= Assigned task =
Provide the records once more, identical to the original.
──────── Dataset entries ────────
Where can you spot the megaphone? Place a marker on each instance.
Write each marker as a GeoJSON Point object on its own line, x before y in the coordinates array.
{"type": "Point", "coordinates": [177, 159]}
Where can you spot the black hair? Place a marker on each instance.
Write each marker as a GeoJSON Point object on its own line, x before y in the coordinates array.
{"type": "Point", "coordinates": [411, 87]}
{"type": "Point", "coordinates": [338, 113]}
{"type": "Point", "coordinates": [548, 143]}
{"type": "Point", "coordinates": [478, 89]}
────────
= Reply =
Where can you spot the megaphone? Place a marker on each instance.
Write each marker as a GeoJSON Point object on its own line, x before y in the coordinates array.
{"type": "Point", "coordinates": [177, 159]}
Where can you spot the black hair? Place a marker on each instance.
Write each marker as a GeoJSON Point object on its own line, x before y in the coordinates array.
{"type": "Point", "coordinates": [411, 87]}
{"type": "Point", "coordinates": [338, 113]}
{"type": "Point", "coordinates": [548, 143]}
{"type": "Point", "coordinates": [478, 89]}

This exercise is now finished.